Entries provided »
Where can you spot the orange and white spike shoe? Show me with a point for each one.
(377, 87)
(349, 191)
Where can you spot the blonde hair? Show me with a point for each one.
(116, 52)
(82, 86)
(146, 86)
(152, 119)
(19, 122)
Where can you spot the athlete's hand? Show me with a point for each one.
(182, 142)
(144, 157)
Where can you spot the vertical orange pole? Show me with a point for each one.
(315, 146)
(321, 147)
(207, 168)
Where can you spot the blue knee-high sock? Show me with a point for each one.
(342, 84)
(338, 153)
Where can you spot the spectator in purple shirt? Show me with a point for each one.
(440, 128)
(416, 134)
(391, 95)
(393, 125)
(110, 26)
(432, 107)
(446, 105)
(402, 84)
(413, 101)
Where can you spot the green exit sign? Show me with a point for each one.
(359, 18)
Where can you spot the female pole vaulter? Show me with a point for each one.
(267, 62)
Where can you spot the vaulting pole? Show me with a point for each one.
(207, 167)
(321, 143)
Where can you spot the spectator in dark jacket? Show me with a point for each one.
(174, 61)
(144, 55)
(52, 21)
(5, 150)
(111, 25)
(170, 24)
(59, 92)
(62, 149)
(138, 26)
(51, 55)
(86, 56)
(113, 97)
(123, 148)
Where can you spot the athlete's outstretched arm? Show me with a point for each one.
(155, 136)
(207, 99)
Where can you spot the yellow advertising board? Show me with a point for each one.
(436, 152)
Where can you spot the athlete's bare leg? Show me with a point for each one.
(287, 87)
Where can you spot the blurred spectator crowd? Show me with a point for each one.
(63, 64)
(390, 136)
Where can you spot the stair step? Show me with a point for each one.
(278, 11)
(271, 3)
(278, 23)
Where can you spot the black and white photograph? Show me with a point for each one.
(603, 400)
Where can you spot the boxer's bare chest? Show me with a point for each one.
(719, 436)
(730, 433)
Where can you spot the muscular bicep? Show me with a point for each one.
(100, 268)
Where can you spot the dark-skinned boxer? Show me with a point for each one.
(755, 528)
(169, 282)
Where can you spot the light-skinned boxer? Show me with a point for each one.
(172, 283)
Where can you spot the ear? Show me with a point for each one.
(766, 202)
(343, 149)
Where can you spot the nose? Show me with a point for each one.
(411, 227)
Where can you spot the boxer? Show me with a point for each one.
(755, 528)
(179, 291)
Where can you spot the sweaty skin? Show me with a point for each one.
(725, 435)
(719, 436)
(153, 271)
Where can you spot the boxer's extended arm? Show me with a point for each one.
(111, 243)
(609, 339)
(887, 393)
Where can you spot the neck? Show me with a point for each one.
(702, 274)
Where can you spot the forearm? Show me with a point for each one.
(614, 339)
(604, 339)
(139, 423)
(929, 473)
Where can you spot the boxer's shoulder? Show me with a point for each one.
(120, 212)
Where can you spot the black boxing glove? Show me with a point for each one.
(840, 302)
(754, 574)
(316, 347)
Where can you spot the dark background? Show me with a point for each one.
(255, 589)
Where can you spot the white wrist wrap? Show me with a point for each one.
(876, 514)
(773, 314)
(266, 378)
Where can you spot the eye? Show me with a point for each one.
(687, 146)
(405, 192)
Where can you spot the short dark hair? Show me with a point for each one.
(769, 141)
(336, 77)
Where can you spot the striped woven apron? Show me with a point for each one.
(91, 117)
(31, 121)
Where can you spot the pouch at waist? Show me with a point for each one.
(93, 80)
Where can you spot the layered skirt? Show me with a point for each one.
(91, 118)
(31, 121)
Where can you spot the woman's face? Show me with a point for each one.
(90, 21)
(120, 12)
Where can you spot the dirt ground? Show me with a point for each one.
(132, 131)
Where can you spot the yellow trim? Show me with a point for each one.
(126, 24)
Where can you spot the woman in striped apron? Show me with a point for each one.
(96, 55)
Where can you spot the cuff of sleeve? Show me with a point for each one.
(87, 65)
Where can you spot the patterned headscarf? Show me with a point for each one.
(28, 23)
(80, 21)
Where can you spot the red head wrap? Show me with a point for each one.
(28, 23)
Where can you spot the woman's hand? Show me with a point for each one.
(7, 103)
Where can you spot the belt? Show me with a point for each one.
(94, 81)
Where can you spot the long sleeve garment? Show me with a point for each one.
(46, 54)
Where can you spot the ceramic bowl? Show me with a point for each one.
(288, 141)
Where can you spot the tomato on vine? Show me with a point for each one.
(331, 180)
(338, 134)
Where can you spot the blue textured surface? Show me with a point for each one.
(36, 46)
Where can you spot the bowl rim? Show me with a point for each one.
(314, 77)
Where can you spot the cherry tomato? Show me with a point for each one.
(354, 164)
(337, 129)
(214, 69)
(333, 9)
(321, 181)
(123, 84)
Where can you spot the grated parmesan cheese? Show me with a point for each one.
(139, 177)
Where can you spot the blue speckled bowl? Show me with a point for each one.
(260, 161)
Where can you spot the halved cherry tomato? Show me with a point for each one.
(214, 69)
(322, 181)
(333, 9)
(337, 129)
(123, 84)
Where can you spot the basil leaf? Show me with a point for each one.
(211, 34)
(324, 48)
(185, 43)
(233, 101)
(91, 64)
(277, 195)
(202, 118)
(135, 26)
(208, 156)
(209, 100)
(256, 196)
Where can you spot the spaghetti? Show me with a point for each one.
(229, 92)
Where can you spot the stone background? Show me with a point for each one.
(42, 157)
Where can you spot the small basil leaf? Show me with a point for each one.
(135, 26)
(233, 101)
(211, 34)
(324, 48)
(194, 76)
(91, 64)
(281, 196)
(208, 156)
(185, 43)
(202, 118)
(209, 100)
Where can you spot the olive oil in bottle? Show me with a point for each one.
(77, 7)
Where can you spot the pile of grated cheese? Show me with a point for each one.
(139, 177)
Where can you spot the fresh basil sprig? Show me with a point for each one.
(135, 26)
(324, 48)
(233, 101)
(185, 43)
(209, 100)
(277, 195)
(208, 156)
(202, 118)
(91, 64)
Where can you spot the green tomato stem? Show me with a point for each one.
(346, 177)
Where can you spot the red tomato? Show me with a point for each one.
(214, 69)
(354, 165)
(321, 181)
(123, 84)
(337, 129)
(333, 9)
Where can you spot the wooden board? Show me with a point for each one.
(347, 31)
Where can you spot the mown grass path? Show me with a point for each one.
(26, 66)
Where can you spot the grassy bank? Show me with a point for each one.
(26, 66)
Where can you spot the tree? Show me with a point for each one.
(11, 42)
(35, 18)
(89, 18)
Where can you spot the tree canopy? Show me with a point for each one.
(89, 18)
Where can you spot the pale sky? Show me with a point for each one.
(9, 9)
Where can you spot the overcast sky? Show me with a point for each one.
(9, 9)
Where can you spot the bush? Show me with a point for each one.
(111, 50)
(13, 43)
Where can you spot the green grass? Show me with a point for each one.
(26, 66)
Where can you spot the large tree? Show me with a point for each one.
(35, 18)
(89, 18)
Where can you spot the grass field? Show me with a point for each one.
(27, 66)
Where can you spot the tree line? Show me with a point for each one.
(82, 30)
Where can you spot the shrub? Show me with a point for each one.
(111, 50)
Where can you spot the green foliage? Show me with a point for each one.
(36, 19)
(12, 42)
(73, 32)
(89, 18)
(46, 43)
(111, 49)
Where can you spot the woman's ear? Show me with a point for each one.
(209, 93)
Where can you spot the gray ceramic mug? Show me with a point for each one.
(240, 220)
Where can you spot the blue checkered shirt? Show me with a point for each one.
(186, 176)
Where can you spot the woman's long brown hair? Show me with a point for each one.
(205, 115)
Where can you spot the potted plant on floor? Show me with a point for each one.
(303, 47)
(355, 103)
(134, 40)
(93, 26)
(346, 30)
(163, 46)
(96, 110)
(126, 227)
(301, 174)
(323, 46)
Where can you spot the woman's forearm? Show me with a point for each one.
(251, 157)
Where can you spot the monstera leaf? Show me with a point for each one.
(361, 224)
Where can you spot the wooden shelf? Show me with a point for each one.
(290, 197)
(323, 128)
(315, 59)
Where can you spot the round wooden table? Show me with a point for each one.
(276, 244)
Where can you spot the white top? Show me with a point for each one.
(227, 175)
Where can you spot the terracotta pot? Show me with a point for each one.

What needs to be done » Write out the lines above from the one containing "Where can you spot the woman's long" through the last, exactly as they are.

Complete answer »
Where can you spot the woman's long brown hair? Show me with a point for each one.
(205, 115)
Where can you spot the potted plant on floor? Show me with a point for each one.
(303, 47)
(355, 103)
(134, 40)
(93, 26)
(346, 30)
(163, 46)
(96, 110)
(126, 227)
(301, 174)
(323, 46)
Where can you spot the woman's forearm? Show me with a point for each one.
(251, 157)
Where can you spot the monstera leaf? Show me with a point for each one.
(361, 224)
Where can you spot the wooden shelf? Show me with a point for each one.
(290, 197)
(323, 128)
(315, 59)
Where can you spot the round wooden table? Show me with a point for each one.
(276, 244)
Where can you spot the white top? Show me with a point for each one.
(227, 175)
Where can you spot the terracotta pot? Show me with a point for each one.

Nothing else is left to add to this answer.